Scale every point coordinate in the answers by 0.35, rounding to whole numbers with halves going up, and write out everything from the start of the items below down to the line containing "point(137, 83)", inclusive. Keep the requests and their format samples unchanged, and give nothing beyond that line.

☆ ☆ ☆

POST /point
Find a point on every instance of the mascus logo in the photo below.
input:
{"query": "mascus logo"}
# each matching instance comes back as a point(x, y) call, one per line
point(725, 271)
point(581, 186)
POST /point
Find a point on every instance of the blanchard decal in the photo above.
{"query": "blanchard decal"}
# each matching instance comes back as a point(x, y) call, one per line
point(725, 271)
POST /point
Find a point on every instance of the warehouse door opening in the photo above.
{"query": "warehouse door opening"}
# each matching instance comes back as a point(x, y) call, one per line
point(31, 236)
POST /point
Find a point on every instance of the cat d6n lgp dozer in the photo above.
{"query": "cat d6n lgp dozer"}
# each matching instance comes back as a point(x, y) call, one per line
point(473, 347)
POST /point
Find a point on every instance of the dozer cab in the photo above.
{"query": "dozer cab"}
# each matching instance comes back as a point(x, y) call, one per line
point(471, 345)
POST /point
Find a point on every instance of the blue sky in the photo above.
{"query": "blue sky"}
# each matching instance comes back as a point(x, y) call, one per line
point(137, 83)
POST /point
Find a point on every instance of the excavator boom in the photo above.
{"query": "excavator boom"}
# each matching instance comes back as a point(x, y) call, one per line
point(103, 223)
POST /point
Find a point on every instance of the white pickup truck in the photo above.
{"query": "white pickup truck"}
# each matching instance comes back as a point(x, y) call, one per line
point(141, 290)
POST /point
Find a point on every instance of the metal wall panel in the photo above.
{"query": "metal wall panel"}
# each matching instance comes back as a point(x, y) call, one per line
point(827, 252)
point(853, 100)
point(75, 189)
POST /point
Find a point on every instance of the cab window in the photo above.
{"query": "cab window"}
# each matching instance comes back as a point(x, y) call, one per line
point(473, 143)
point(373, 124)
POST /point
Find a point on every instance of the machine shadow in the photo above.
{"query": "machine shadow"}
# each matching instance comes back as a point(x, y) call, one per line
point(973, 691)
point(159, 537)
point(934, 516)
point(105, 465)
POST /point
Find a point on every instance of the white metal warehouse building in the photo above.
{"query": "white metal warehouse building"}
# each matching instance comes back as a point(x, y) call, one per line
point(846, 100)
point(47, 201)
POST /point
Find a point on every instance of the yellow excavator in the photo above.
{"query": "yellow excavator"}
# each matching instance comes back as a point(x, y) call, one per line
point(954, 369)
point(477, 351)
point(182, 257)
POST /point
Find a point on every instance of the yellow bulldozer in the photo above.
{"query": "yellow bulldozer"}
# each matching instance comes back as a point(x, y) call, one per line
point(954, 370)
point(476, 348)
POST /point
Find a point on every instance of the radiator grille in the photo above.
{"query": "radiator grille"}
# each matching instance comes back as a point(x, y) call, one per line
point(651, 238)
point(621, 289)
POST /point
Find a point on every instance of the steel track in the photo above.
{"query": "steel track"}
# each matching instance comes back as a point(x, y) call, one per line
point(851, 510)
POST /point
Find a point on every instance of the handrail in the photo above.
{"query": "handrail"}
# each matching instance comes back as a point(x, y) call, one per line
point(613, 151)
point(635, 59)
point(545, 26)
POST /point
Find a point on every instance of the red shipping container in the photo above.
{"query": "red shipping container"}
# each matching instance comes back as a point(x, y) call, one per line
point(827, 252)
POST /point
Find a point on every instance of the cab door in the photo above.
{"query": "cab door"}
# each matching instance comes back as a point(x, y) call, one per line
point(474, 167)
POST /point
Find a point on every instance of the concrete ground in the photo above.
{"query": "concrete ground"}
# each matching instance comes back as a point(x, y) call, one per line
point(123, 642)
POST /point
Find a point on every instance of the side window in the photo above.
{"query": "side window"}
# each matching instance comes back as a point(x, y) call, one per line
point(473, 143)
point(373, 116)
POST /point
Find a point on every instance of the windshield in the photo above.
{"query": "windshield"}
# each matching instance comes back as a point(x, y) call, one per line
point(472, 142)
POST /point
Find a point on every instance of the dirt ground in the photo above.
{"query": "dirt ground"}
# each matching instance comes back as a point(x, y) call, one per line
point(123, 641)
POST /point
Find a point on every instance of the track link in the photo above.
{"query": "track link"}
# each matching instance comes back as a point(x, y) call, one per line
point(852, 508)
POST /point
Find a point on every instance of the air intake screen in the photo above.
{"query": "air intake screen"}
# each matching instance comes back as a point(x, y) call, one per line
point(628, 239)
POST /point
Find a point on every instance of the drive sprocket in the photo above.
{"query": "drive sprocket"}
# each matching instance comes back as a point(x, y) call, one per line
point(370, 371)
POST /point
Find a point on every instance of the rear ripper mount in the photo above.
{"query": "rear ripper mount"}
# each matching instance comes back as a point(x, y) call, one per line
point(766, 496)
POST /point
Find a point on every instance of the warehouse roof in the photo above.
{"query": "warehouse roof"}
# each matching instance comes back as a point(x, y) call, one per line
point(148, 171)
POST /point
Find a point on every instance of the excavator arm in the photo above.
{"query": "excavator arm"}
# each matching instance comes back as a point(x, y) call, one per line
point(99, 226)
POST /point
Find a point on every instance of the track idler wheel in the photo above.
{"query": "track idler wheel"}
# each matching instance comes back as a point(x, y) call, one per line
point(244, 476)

☆ ☆ ☆

COMPLETE ANSWER ->
POST /point
Find a point on every instance of the mascus logo in the photo below.
input:
{"query": "mascus logo"}
# each matching instance comes back as a point(x, y) call, one per line
point(254, 95)
point(203, 65)
POST /point
Find a point on every instance of the blanchard decal in the photo above.
{"query": "blanchard decal"}
# each matching instance comes back as a point(x, y) call, one per line
point(254, 95)
POST /point
Find a point on every instance of the warehouse door opening in the photo above.
{"query": "warehouse door opening"}
# each matching instance comes back as a point(x, y) call, one per line
point(11, 83)
POST /point
Find a point on every instance of the cat d6n lgp dozer in the photo above.
{"query": "cat d6n lgp dozer"}
# each matching instance comes back as a point(x, y) call, one per line
point(166, 121)
POST /point
Find a point on every instance of the dozer cab in the photo above.
{"query": "dozer cab"}
# each matching instance comes back as a point(x, y) call, one per line
point(165, 121)
POST /point
Find a point on every instance of the blue sky in the photo above.
{"query": "blue sky"}
# each matching instance comes back as a point(x, y) call, one per line
point(48, 29)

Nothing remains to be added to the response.